Stored data entries:
————
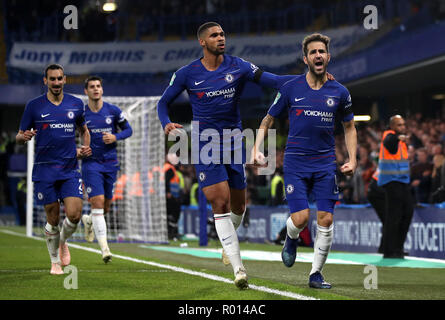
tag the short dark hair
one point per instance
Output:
(53, 66)
(92, 78)
(206, 26)
(315, 37)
————
▶ **What to do**
Without copying any picture, write out the entries exactly.

▶ **Exercise output**
tag the short dark hair
one point per instance
Output:
(53, 66)
(92, 78)
(206, 26)
(315, 37)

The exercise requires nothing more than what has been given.